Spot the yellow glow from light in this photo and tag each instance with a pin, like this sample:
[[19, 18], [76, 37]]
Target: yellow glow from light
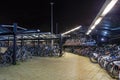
[[71, 30], [105, 11], [109, 7], [98, 21]]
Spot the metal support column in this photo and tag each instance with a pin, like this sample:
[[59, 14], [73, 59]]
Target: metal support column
[[61, 46], [14, 44]]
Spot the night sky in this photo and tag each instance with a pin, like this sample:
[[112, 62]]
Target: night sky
[[36, 14]]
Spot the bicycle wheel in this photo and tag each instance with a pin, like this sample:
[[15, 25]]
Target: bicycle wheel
[[93, 59], [115, 72]]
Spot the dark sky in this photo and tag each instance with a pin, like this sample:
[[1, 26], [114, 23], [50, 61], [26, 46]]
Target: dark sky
[[36, 14]]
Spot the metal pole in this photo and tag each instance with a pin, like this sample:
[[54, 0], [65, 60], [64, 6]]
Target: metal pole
[[52, 17], [14, 44], [60, 46], [52, 21], [56, 28]]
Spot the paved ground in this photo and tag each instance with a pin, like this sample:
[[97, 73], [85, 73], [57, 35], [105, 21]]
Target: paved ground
[[68, 67]]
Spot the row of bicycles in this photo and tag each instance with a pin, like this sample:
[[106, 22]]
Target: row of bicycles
[[108, 57], [23, 53]]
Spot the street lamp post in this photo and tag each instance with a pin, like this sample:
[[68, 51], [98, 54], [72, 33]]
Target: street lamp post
[[51, 21], [52, 17]]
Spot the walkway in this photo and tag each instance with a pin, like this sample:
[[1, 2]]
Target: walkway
[[68, 67]]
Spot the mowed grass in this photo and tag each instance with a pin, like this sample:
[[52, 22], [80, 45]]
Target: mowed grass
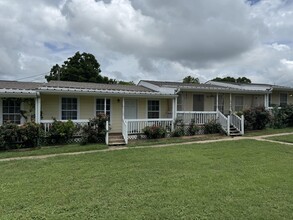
[[282, 138], [51, 150], [243, 179]]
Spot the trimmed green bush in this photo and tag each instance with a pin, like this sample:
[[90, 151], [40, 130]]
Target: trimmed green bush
[[60, 132], [155, 132], [13, 136]]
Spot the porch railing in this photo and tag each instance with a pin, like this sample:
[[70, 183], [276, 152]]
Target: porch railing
[[136, 126], [200, 118], [47, 124]]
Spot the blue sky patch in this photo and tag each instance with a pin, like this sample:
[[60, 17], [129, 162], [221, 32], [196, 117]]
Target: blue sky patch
[[57, 47], [252, 2]]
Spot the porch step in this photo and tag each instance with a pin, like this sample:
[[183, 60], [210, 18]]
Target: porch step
[[116, 139]]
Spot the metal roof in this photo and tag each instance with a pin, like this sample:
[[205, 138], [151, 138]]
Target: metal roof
[[201, 87], [19, 85], [95, 86]]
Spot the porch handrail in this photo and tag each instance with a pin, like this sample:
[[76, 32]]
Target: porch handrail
[[136, 126], [47, 123], [125, 131], [200, 117]]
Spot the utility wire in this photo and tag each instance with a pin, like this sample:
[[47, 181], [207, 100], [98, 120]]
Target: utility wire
[[37, 76]]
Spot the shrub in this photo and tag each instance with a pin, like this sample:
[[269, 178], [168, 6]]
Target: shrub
[[155, 132], [9, 136], [30, 133], [60, 132], [192, 128], [95, 131], [179, 129], [212, 127], [14, 136], [256, 118]]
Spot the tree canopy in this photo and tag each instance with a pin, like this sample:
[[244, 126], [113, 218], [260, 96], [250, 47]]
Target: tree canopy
[[80, 68], [190, 79], [232, 79]]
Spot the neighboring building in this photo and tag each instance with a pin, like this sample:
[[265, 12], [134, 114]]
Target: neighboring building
[[131, 108]]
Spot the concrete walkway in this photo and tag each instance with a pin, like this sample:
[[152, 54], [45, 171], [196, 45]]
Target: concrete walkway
[[258, 138]]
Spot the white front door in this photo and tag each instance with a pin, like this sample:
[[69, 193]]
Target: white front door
[[130, 111]]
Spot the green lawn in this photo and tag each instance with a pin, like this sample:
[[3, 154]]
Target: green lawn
[[268, 131], [51, 150], [282, 138], [227, 180]]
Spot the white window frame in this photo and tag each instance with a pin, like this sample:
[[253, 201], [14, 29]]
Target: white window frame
[[147, 108], [180, 102], [105, 107], [236, 106], [285, 95], [78, 107], [15, 114]]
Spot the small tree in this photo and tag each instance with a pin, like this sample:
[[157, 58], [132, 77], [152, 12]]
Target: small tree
[[190, 79]]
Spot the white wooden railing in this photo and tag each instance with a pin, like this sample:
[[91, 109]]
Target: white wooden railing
[[200, 118], [48, 123], [136, 126], [237, 122], [224, 122], [125, 131]]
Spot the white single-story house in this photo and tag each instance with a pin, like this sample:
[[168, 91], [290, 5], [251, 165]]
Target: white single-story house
[[132, 107]]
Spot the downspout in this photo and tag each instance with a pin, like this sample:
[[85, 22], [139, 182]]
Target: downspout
[[38, 108]]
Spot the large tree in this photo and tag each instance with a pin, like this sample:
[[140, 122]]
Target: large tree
[[190, 79], [79, 68], [232, 79]]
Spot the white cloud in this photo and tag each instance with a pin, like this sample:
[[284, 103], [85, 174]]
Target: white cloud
[[164, 40]]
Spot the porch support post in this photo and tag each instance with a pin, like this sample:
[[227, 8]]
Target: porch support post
[[174, 112], [266, 101], [38, 108], [230, 110], [217, 108], [123, 109]]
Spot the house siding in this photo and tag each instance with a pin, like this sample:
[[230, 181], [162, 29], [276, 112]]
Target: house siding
[[87, 107]]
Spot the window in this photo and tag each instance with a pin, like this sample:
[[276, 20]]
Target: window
[[220, 103], [238, 103], [153, 109], [283, 99], [103, 106], [69, 109], [11, 111]]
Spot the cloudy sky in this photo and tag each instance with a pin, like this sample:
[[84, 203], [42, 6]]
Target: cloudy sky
[[150, 39]]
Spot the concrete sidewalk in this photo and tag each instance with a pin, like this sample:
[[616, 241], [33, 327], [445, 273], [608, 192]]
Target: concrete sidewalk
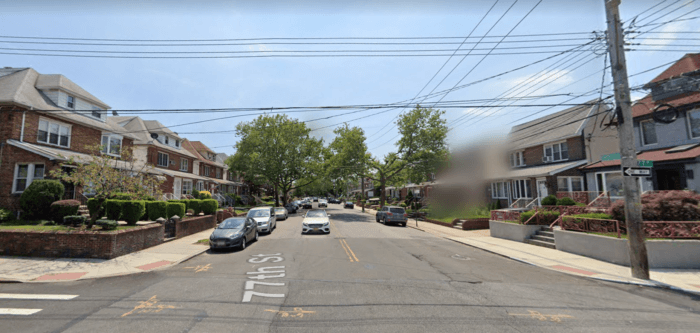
[[27, 269], [685, 279]]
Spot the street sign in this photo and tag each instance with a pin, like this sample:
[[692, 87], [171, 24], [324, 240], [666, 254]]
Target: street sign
[[636, 172]]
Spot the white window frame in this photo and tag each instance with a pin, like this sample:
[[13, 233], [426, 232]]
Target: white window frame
[[641, 133], [108, 147], [517, 159], [688, 124], [167, 159], [569, 183], [31, 167], [184, 164], [60, 125], [551, 147]]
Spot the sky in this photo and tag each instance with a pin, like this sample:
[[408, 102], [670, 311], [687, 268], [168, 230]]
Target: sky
[[270, 82]]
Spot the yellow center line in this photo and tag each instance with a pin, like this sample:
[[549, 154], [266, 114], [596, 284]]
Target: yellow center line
[[349, 249]]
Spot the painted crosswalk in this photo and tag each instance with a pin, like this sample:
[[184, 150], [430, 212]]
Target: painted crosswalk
[[28, 312]]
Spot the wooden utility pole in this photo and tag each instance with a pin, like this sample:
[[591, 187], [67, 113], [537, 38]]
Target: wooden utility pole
[[633, 206]]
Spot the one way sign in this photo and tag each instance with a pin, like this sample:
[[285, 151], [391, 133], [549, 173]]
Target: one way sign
[[637, 172]]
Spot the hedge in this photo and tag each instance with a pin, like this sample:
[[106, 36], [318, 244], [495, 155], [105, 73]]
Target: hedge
[[209, 206], [113, 209], [174, 208], [37, 198], [156, 209], [107, 224], [196, 206], [132, 210], [74, 220], [62, 208]]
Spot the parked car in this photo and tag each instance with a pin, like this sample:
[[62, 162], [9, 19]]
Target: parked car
[[264, 217], [281, 213], [316, 221], [233, 232], [392, 215]]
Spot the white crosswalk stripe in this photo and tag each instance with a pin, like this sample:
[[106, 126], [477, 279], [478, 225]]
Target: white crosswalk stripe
[[28, 312]]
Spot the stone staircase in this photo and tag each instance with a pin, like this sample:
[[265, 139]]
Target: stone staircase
[[544, 237]]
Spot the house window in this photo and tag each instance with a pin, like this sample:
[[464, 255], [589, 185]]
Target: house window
[[187, 187], [96, 112], [499, 190], [556, 152], [184, 164], [162, 159], [520, 188], [25, 174], [111, 144], [53, 133], [648, 132], [694, 123], [570, 184], [516, 159]]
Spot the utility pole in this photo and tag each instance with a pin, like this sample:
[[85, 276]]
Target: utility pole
[[633, 206]]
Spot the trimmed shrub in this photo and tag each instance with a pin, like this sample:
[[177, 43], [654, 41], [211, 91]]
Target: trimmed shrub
[[209, 206], [113, 209], [74, 220], [37, 198], [107, 224], [664, 206], [156, 209], [549, 200], [96, 209], [195, 206], [546, 218], [62, 208], [566, 201], [132, 211], [174, 208]]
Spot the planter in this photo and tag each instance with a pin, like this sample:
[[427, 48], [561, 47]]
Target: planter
[[512, 231]]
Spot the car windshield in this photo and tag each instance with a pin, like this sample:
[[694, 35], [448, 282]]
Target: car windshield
[[232, 224], [316, 213], [259, 213]]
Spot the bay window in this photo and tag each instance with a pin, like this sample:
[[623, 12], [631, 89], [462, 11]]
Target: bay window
[[53, 133]]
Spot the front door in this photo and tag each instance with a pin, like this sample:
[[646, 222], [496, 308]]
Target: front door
[[177, 188], [541, 188]]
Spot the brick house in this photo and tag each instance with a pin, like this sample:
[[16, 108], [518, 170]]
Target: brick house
[[545, 153], [674, 146], [46, 120]]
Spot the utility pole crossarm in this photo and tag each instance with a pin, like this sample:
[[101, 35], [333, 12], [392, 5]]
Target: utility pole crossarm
[[633, 207]]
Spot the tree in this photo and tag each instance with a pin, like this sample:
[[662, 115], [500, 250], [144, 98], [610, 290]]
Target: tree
[[105, 175], [278, 150], [421, 149]]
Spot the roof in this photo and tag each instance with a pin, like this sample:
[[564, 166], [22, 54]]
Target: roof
[[553, 127], [659, 155], [19, 87], [56, 154], [135, 126], [539, 171]]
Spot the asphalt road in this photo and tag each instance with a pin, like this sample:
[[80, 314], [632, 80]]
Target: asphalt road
[[363, 277]]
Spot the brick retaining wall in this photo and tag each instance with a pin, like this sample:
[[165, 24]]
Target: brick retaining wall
[[79, 244], [194, 225]]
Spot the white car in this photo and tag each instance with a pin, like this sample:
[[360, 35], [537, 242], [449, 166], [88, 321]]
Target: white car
[[316, 220], [265, 217]]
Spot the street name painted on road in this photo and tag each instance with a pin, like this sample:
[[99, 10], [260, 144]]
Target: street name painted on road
[[637, 172]]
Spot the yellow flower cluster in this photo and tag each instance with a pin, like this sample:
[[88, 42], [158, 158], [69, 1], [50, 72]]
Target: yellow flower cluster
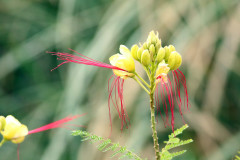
[[150, 53], [12, 130]]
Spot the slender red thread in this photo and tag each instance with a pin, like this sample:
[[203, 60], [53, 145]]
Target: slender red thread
[[115, 98], [171, 89], [81, 59], [56, 124]]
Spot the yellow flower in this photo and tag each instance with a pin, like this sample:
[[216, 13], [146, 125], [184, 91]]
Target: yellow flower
[[162, 72], [14, 131], [2, 122], [123, 61]]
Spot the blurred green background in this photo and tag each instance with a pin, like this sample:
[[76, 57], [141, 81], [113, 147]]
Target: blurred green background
[[205, 32]]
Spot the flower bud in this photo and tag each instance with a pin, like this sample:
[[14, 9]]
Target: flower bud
[[174, 60], [161, 72], [152, 49], [139, 53], [145, 45], [152, 38], [124, 50], [145, 59], [171, 48], [124, 62], [14, 131], [168, 50], [134, 50], [160, 55], [2, 122], [167, 53]]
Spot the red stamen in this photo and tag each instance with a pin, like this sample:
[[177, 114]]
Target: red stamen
[[116, 88], [67, 58], [55, 124]]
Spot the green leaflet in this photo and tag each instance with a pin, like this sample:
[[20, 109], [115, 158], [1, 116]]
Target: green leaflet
[[174, 142]]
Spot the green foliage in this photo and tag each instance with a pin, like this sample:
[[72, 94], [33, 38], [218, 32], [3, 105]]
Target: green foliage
[[107, 145], [237, 157], [174, 142]]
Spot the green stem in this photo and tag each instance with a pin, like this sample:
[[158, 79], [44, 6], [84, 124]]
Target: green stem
[[152, 109], [147, 71], [141, 84], [2, 142], [142, 80]]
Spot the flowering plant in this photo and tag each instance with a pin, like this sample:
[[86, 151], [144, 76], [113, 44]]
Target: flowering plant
[[161, 64]]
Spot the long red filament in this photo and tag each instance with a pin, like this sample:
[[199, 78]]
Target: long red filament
[[173, 95], [67, 58], [115, 98]]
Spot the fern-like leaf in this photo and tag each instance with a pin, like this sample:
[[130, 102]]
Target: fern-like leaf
[[174, 142], [106, 145], [237, 157]]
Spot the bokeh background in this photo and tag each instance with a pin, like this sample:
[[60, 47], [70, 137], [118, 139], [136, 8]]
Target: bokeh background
[[205, 32]]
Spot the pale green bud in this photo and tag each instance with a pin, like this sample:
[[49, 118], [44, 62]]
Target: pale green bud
[[152, 49], [145, 58], [171, 48], [134, 50], [174, 60], [2, 122], [167, 53], [139, 53], [160, 55], [145, 45], [152, 37], [158, 46], [168, 50], [124, 50]]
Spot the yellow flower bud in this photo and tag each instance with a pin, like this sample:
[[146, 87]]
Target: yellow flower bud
[[162, 72], [167, 53], [123, 61], [171, 48], [152, 49], [145, 45], [124, 50], [145, 59], [134, 50], [2, 122], [14, 131], [174, 60], [139, 53], [160, 55], [152, 38]]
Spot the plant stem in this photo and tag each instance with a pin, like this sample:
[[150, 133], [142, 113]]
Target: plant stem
[[142, 80], [153, 122], [3, 141], [141, 84]]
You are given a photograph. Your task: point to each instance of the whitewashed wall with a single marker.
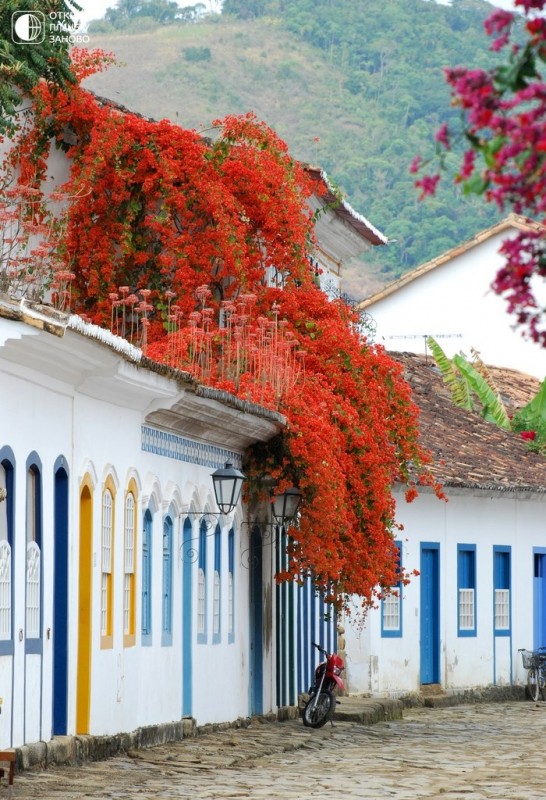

....................

▶ **Written exercise**
Copy only the lines of the listing between the line holding "Spot the yellow flower in" and the line holding "[[174, 142]]", inclusive, with the requests kept in place. Scale every point coordinate in the answers by 0.55 and round to whole numbers, with halves going up, but leave the numbers in the requests and their sample coordinates unchanged.

▶ **Written response**
Spot the yellow flower in this photo and tag each instance with a pin, like this sample:
[[216, 13], [146, 125], [184, 91]]
Target: yellow flower
[[89, 40], [8, 72], [1, 67], [68, 34]]
Spot the blurred green background in this photo and tag each instance with a pin, like this sample:
[[76, 57], [141, 81], [113, 147]]
Target: blurred green background
[[113, 18]]
Spot the flower bud in this photo and tag each instance with a pin, like this sample:
[[14, 9]]
Target: flower bud
[[96, 33], [89, 40], [84, 27], [76, 29], [80, 25], [84, 21], [68, 28], [80, 32], [94, 26], [68, 34], [8, 72], [92, 28], [74, 28], [88, 30], [1, 67], [92, 29]]
Spot the red stamen in this photo and tag each instance with a pin, like this sample:
[[177, 114]]
Target: red stamen
[[64, 48], [37, 32], [30, 68]]
Spot the green leaflet in this photo and tag each instance with a pin, like this sample:
[[20, 109], [115, 158], [1, 116]]
Target: green leaflet
[[96, 78]]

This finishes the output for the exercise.